═══ Provided text ═══

[
https://issues.apache.org/jira/browse/HADOOP-15204?page=com.atlassian.jira.plugin.system.issuetabpanels:comment-tabpanel&focusedCommentId=16349121#comment-16349121
]
Anu Engineer edited comment on HADOOP-15204 at 2/1/18 7:16 PM:
---------------------------------------------------------------
[[email protected]] I did look at getLongBytes. The issue is that it does not
provide the same code improvement as {{getTimeDuration}} and
{{setTimeDuration}}.
Let me support my assertion with some examples that you can look at.
Let us suppose that I have a case to read the standard configured size of
containers. This is a configurable parameter in Ozone.
Here is how the code would look like with get/setStorageSize.
{code:java}
setStorageSize(OZONE_CONTAINER_SIZE, 1, GIGABYTES);
// let us suppose we want to read back this config value as MBs.
long valueInMB = getStorageSize(OZONE_CONTAINER_SIZE, "5 GB", MEGABYTES);{code}
now let us see how we write this code using getLongBytes..
{code:java}
// there is no symetric function called setLongBytes.. So I have to fall back
to setLong
//
// Here is my first attempt.
setLong(OZONE_CONTAINER_SIZE, 1048576);
// This looks bad, since I am not sure if the OZONE_CONTAINER_SIZE is in MB/GB
or what,
// So the many keys get tagged as OZONE_CONTAINER_SIZE_GB
// Now second attempt.
setLong(OZONE_CONTAINER_SIZE_GB, 1048576);
// But this is bad too, now I can not set container size in MB, since setLong
takes a
// whole number and not a fraction.
// So now third attempt -- convert all fields to bytes
setLong(OZONE_CONTAINER_SIZE_BYTES, 5368709120); // The default is 5 GG.
{code}
Before you think this is a made up example, this is part of changes that we
tried which triggered this change.
Now let us go to back get examples –
{code:java}
// getLongBytes forces us to write code in a certain way which does not match
with
// rest of code like getTimeDuration. For example, if I have a case where I
want to read // the read the value in MB, and the ozone-default.xml is
configured to GB.

═══ Record excerpts ═══

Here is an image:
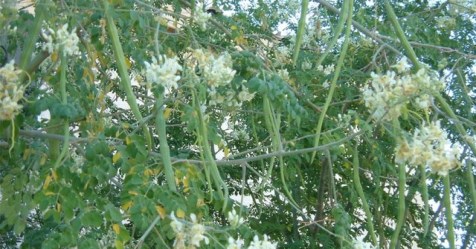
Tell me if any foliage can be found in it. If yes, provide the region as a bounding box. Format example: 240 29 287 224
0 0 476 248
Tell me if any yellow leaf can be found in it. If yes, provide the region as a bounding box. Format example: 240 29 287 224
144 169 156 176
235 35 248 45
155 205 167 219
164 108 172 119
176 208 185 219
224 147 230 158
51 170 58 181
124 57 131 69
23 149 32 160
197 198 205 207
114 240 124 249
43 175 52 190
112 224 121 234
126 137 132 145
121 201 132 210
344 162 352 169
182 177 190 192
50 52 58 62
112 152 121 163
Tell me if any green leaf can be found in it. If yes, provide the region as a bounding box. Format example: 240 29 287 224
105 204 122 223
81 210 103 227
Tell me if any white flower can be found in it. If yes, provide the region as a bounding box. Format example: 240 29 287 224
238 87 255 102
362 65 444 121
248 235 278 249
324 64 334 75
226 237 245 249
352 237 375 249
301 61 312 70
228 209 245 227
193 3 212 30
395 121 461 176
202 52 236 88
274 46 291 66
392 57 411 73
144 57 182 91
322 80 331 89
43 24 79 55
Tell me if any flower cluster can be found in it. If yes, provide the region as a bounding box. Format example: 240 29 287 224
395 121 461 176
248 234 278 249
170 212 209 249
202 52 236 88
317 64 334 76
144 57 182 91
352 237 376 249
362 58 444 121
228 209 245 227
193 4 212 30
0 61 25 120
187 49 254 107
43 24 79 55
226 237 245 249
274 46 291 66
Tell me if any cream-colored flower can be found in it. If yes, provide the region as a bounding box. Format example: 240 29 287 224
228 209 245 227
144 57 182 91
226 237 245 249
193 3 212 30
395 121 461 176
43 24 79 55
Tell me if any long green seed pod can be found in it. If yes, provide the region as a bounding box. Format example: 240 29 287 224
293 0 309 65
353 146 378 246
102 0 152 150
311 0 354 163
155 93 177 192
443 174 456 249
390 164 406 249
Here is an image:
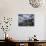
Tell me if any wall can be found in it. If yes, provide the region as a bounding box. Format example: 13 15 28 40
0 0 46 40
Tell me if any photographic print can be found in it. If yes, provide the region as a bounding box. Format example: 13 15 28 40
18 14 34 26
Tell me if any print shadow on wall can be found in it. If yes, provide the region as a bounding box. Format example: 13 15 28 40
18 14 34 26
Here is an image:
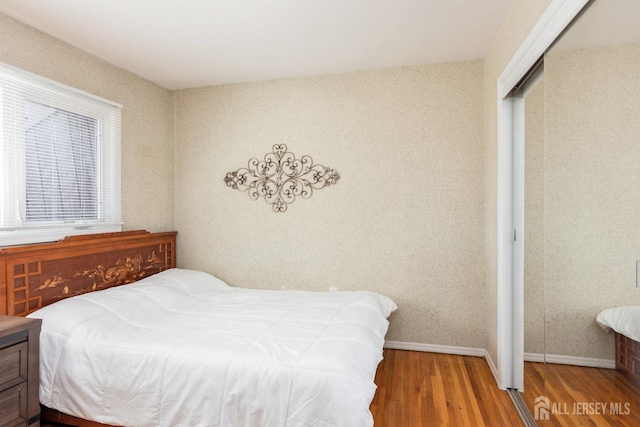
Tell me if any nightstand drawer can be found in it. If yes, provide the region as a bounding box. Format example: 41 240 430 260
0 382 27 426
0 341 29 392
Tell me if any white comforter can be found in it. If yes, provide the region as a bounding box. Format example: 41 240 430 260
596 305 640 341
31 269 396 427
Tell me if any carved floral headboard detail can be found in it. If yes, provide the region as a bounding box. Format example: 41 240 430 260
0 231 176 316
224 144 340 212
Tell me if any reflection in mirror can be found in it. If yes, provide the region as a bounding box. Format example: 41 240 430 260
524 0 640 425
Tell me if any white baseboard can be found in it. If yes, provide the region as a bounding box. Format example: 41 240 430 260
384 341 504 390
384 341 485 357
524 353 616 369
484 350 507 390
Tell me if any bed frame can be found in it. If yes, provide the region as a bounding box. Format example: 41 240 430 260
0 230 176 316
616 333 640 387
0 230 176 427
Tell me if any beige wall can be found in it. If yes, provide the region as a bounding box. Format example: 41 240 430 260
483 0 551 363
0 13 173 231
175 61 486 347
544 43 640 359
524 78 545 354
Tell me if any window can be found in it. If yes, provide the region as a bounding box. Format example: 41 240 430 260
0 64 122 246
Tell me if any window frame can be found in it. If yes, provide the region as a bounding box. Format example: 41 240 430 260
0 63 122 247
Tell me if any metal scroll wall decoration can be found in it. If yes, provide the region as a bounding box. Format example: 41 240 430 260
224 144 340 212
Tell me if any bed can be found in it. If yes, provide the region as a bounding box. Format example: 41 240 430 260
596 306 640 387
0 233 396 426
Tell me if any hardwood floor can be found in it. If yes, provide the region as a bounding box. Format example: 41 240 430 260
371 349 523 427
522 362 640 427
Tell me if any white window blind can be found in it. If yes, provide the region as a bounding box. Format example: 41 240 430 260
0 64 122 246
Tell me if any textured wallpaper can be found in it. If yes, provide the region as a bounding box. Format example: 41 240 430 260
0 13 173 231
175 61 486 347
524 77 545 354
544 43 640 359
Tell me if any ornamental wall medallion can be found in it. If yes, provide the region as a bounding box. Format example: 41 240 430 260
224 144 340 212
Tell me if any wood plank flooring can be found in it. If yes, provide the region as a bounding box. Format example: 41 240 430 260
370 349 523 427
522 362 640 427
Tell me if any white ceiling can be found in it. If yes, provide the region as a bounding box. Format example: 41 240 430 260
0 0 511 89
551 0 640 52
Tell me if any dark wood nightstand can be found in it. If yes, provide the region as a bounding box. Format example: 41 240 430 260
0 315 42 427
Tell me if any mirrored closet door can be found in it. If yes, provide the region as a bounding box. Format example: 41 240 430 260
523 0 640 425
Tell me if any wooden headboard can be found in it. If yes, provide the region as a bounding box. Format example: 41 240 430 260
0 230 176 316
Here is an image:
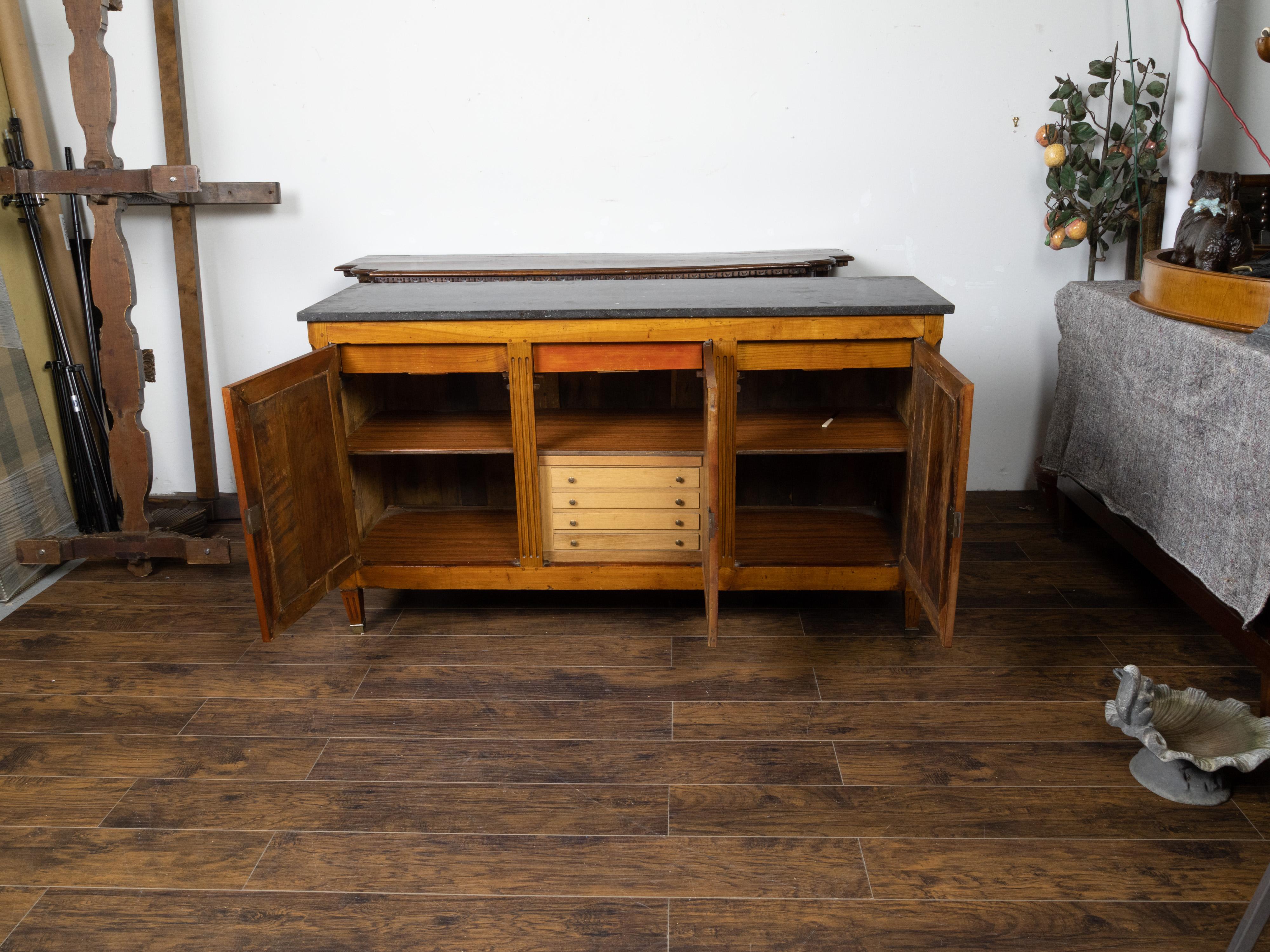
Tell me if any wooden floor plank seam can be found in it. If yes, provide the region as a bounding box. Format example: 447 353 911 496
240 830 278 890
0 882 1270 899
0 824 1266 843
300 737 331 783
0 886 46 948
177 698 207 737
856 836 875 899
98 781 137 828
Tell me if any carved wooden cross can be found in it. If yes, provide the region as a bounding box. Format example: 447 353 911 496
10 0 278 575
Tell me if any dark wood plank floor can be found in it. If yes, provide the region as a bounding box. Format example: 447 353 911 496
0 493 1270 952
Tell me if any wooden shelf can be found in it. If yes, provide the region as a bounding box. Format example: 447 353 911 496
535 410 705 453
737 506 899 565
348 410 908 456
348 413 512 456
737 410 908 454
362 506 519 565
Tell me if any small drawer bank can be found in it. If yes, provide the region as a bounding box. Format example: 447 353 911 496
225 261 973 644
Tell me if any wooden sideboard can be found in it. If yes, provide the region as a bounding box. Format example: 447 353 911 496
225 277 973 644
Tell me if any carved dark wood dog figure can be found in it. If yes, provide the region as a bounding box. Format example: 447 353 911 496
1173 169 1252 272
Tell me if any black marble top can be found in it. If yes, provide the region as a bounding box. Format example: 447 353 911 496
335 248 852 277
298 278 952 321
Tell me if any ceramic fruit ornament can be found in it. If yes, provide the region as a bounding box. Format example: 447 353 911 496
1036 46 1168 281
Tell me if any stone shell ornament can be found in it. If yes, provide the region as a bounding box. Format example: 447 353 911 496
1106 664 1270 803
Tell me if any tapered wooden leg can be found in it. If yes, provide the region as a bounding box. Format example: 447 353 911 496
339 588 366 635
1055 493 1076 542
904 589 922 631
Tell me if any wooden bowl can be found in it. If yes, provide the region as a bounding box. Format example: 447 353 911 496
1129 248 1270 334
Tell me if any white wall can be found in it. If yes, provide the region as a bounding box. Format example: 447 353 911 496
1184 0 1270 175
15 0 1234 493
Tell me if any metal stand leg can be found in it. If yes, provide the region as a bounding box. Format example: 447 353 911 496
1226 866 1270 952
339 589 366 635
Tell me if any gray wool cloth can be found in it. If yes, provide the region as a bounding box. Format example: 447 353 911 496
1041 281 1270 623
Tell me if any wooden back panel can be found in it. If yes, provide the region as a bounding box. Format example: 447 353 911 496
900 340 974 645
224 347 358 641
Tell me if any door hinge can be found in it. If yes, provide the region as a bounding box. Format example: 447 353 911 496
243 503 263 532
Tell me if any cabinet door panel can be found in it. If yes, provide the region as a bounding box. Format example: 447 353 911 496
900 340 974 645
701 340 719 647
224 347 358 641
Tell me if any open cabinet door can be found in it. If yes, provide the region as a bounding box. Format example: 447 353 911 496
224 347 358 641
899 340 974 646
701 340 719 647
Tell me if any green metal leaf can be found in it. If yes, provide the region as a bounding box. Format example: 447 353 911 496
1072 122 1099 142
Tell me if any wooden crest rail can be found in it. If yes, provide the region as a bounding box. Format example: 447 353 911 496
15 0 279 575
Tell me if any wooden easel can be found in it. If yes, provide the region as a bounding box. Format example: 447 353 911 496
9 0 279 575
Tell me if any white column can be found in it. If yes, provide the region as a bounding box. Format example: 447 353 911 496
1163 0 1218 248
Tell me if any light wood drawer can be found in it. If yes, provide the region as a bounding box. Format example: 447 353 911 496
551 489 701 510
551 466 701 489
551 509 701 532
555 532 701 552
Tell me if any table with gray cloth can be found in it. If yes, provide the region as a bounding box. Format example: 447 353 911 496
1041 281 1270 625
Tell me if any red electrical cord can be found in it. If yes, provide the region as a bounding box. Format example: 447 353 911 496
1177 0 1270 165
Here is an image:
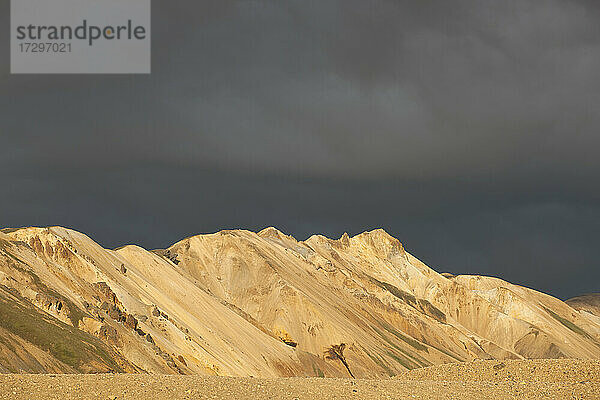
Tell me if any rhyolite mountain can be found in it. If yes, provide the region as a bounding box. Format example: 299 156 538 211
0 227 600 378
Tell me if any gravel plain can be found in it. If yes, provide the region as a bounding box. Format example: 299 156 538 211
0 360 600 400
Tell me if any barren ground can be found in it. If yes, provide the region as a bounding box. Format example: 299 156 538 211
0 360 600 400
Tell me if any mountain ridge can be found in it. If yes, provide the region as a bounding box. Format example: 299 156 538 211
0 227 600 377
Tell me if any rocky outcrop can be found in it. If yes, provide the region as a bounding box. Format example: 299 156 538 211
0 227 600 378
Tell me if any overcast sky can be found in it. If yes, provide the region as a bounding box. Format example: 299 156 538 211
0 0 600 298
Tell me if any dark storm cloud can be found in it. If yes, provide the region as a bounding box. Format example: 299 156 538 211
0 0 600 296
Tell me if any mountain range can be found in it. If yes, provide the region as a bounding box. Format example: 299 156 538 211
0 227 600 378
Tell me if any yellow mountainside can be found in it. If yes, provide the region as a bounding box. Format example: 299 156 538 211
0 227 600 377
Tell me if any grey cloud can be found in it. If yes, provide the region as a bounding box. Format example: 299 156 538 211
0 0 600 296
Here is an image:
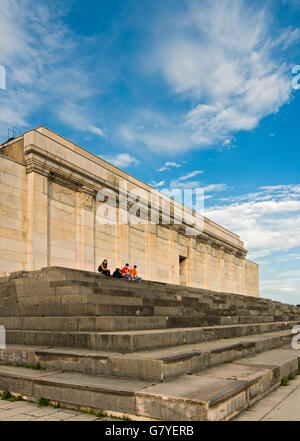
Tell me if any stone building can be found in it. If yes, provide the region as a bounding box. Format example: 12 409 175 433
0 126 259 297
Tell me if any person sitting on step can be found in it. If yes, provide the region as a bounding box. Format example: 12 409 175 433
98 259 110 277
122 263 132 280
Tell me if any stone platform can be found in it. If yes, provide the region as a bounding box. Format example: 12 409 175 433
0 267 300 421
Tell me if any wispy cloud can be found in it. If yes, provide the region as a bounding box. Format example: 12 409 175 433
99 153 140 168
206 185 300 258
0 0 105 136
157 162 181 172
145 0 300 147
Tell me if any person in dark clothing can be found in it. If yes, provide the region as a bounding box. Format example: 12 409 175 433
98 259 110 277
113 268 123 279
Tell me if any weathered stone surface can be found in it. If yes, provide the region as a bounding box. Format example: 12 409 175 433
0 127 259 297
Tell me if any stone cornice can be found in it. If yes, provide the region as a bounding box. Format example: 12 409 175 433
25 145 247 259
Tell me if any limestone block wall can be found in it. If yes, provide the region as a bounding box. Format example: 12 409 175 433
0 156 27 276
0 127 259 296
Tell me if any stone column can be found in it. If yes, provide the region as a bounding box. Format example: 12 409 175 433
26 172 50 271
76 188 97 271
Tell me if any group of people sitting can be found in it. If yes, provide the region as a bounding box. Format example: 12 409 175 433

═══

## Requirement 1:
In the comment on Hadoop configuration methods, which method does the writer say they must fall back to because there is no setLongBytes?
## Requirement 2:
From the entries, reproduce everything from the line containing "Tell me if any black" down to the line containing "1106 664 1270 803", with both of those lines included.
The text and the entries come from unrelated sources.

## Worked solution 1:
setLong

## Worked solution 2:
Tell me if any black marble top can be found in it. If yes, provide the region as a bounding box. Format example: 447 353 911 496
335 248 852 277
298 278 952 321
Tell me if any ceramic fruit ornament can be found in it. If yes, provide the region as a bounding box. Format example: 447 353 911 496
1036 46 1168 281
Tell me if any stone shell ornament can be found in it. If yes, provide the region as a bounding box. Format example: 447 353 911 496
1106 664 1270 803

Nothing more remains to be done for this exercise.